:: WHAT NEEDS TO BE DONE ::
Please tally the lines in the listing below that contain the word "cloud", and reply with that number only.

:: EXCERPTED DATA ::
<<<<
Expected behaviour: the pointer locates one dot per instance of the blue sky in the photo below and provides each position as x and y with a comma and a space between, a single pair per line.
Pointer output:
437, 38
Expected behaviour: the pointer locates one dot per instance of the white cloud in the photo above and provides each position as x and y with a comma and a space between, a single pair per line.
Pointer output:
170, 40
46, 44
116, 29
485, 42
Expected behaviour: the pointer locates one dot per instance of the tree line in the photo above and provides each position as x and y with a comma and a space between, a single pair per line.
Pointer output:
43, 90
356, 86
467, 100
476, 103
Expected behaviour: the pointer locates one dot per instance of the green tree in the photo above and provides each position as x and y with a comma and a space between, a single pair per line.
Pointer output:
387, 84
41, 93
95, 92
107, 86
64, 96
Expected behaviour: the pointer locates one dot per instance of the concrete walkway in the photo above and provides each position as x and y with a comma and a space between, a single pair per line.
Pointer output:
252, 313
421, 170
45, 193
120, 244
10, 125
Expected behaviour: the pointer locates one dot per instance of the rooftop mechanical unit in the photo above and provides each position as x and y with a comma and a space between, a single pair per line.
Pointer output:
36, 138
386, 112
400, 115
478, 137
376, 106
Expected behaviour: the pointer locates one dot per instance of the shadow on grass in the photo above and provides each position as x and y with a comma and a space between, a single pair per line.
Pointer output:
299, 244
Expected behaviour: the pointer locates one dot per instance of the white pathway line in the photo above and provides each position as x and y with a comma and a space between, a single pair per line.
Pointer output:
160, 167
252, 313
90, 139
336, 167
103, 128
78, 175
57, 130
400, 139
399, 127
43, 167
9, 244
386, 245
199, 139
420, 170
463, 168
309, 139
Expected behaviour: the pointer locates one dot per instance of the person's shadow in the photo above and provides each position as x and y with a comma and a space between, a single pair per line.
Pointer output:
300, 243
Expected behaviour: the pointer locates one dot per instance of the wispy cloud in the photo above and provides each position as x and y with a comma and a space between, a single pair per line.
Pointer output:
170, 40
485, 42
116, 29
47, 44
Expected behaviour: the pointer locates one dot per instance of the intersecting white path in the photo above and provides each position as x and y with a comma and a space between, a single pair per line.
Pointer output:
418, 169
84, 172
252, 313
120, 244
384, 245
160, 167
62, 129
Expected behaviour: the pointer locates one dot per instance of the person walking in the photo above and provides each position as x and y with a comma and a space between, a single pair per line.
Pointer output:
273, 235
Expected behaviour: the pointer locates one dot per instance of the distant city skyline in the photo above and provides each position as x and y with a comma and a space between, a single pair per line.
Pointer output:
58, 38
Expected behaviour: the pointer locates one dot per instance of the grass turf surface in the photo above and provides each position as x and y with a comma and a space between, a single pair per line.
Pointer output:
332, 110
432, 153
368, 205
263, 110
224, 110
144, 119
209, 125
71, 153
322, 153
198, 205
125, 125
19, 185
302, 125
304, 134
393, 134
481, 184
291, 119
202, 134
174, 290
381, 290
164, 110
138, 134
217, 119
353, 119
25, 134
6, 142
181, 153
>>>>
<<<<
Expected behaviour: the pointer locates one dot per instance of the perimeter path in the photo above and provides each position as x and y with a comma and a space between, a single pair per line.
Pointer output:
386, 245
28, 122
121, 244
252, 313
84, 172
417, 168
>>>>
<<<<
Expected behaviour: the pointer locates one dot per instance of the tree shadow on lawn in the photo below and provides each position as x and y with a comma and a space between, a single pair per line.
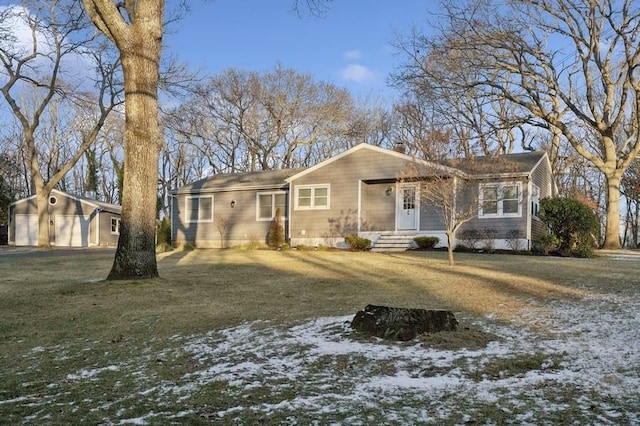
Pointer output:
>>>>
:: REPLY TO THE TASK ::
2